READING PASSAGE:
I also tried to use "libata.force=1:1.5G" to artificially slow down the wire speed and this seems to make those errors appear less often, while also slowing down the disk noticeably.

Anything else I should or can try?
Comment 2 Jens 2015-02-25 21:13:49 UTC
Closing. It was a bad disk after all - Linux was right in spitting countless errors at me :-(
Comment 3 Jens 2015-04-12 07:50:48 UTC
I have to reopen this bug. Even with 4.0.0-rc7 (freedesktop git checkout as of yesterday), after changing cabling, replacing the disk itself, changing the harddisk position inside the PC case and retrying all of the above again, I still get these timeout errors with all consequences (filesystem being corrupt, remounted read-only, etc) when copying large amounts of data.

DATASET:

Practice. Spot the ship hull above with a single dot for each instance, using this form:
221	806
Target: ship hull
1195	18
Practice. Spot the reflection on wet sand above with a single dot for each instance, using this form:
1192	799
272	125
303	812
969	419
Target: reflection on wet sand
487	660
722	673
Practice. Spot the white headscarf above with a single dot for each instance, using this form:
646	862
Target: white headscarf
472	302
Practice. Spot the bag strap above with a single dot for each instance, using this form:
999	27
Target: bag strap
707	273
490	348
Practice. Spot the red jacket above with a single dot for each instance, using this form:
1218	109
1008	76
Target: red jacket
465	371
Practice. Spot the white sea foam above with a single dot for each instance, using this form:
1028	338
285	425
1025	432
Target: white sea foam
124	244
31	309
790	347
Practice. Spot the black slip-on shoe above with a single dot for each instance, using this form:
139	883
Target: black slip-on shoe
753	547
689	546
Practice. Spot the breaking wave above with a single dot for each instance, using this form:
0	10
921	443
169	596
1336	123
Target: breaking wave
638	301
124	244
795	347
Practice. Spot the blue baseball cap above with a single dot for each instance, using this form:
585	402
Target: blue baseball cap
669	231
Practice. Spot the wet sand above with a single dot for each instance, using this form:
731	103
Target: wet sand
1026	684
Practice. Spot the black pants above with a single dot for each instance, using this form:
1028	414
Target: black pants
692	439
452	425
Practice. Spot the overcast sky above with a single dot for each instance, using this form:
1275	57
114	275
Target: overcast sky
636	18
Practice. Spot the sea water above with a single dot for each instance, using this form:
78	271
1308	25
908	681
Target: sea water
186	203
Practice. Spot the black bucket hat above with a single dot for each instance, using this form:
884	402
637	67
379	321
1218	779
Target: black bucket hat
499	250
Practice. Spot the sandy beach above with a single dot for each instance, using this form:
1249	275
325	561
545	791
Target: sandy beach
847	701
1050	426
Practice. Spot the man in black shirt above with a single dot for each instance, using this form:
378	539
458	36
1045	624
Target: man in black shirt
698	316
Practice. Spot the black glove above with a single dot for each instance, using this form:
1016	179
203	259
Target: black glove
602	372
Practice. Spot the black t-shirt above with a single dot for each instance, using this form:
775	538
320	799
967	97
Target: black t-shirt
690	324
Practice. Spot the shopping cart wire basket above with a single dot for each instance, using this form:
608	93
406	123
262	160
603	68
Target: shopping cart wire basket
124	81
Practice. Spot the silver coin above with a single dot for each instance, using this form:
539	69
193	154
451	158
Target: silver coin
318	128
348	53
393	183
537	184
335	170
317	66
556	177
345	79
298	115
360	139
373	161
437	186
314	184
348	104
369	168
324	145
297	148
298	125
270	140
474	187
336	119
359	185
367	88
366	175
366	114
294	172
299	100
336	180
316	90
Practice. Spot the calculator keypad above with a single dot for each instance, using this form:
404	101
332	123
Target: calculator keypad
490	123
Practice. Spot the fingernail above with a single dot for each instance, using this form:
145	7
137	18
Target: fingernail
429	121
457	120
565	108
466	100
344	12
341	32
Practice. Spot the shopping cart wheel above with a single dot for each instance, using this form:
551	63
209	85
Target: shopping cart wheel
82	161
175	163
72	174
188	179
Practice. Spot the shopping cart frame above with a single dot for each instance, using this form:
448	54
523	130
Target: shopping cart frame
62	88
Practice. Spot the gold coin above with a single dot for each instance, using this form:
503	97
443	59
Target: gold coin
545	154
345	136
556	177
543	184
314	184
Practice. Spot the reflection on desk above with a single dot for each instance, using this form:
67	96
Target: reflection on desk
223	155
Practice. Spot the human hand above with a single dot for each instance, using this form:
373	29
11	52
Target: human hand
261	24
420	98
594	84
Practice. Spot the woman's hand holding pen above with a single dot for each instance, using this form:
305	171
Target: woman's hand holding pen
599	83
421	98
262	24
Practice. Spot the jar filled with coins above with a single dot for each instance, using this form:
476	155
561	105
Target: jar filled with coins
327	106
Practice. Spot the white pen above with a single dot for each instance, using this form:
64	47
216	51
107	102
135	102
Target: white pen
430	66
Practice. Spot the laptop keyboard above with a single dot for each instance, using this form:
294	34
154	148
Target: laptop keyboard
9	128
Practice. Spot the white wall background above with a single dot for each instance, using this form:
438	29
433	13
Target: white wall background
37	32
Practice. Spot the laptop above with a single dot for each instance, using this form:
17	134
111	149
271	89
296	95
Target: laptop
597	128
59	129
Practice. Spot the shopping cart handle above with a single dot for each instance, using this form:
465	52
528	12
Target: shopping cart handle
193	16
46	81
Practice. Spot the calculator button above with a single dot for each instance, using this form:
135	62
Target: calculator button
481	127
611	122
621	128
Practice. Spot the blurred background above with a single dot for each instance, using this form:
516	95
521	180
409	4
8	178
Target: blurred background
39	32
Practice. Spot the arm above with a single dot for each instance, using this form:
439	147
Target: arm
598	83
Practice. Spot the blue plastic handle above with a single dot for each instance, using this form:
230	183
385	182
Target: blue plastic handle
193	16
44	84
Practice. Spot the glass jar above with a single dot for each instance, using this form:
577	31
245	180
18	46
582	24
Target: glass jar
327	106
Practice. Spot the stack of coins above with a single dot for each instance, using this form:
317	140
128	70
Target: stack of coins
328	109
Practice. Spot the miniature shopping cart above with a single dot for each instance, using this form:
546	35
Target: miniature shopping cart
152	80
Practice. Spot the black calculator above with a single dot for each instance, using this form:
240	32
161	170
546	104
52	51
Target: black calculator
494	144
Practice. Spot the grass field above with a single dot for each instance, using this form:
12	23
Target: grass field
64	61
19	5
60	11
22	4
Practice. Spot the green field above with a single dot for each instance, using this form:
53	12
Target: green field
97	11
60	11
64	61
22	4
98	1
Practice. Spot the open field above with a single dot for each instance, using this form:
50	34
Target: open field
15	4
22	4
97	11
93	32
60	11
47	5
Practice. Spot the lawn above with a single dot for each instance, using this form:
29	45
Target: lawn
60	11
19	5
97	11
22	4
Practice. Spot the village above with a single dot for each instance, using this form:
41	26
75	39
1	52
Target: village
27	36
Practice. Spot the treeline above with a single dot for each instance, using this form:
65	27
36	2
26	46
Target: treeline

PROBLEMS TO WORK ON:
[a] Sum up the disk timeout bug thread in two sentences.
[b] In the disk timeout bug thread, which kernel version was Jens using when the timeout errors still appeared after the bug was reopened?
[c] Continue the disk timeout bug thread from its last sentence.

OUTPUTS FOR THE TASKS:
[a] Forcing a slower link speed with "libata.force=1:1.5G" made the errors show up less often but slowed the disk noticeably, and Jens later closed the bug, saying it had been a bad disk. Jens then reopened it because, even with 4.0.0-rc7 and after changing cabling, replacing the disk and moving it inside the case, timeout errors still corrupted the filesystem when copying large amounts of data.

[b] 4.0.0-rc7, a freedesktop git checkout from the day before.

[c]
The new disk is - according to SMART - perfectly OK and works as long as I do not copy large amounts of data (roughly for up to 30 minutes). In the syslog output, I can detect no references to hardware errors - only timeouts. This might be due to the "shingled tracks" of this disk, which require rewriting adjacent tracks after write processes, which might cause the timeouts on the OS side (but that's just a guess).

Anything else I can try? Is there a way to increase the DMA timeout values so the OS waits longer? 

Here is my hardware again:

00:1f.2 SATA controller: Intel Corporation 8 Series/C220 Series Chipset Family 6-port SATA Controller 1 [AHCI mode] (rev 05) (prog-if 01 [AHCI 1.0])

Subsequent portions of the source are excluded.